AVAILABLE DATA:
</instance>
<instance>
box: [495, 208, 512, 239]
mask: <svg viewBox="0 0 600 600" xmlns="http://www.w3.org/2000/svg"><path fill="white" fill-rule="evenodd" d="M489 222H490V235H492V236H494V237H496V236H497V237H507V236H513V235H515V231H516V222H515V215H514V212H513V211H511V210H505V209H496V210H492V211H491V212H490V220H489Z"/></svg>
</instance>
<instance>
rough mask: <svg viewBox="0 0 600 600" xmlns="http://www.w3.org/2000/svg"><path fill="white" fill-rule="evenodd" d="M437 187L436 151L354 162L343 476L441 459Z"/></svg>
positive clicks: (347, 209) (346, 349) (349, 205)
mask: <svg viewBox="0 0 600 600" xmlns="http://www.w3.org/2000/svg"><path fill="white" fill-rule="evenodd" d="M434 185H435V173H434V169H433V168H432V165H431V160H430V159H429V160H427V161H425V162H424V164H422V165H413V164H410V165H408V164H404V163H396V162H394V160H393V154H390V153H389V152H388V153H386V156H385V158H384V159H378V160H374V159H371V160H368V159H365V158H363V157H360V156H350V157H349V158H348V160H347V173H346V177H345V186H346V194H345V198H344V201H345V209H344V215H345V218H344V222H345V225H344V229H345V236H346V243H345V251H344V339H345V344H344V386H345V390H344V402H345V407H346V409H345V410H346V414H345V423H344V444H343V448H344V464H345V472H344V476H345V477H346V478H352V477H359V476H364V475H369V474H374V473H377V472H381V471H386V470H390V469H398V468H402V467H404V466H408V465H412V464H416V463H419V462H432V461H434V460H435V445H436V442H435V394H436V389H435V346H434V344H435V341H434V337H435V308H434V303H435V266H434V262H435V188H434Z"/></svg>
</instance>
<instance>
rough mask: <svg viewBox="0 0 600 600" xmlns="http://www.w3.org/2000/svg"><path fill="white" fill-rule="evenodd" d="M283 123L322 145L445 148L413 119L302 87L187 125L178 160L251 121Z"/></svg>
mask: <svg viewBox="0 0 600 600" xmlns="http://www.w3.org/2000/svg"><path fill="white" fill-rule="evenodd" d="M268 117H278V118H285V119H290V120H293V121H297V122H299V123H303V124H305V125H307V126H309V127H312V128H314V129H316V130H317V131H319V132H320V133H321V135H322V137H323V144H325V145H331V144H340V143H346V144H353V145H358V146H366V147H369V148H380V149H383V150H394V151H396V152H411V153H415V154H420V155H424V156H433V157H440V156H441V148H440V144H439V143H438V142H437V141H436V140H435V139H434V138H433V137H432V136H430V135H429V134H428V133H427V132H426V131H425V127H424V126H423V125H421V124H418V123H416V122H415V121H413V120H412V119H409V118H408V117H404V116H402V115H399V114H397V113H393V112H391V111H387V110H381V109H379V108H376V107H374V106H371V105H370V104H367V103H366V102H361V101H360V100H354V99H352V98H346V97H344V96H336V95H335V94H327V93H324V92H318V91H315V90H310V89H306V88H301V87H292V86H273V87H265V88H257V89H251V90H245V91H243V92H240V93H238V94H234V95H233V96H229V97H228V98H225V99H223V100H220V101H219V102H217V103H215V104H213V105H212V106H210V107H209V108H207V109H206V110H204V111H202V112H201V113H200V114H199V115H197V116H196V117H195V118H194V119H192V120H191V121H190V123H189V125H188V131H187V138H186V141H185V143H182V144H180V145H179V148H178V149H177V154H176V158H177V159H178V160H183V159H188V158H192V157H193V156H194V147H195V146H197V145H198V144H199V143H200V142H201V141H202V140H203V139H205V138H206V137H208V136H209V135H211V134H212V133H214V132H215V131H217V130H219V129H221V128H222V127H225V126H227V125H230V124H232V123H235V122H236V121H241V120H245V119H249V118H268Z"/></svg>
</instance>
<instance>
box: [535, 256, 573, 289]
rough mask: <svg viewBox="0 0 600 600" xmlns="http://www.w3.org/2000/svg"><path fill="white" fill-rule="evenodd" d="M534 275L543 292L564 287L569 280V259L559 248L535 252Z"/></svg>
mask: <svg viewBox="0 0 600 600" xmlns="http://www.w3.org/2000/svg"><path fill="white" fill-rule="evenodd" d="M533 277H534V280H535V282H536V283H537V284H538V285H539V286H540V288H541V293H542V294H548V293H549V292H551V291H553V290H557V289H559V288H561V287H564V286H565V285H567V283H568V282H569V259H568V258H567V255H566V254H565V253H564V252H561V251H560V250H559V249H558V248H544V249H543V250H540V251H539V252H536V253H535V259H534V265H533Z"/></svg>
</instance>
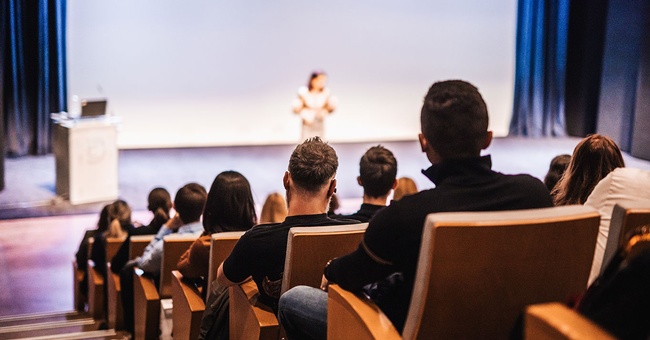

EXERCISE: Pull out every line in the data above that contains the word "rough", and copy each of those lines in full.

COMPLETED TASK:
rough mask: <svg viewBox="0 0 600 600" xmlns="http://www.w3.org/2000/svg"><path fill="white" fill-rule="evenodd" d="M437 187L436 151L354 162L343 476L441 459Z"/></svg>
rough mask: <svg viewBox="0 0 600 600" xmlns="http://www.w3.org/2000/svg"><path fill="white" fill-rule="evenodd" d="M283 123L322 145L445 148L413 119L302 87L187 125L178 160L251 121Z"/></svg>
rough mask: <svg viewBox="0 0 600 600" xmlns="http://www.w3.org/2000/svg"><path fill="white" fill-rule="evenodd" d="M534 275L543 292L564 287L569 280V259L559 248L535 252Z"/></svg>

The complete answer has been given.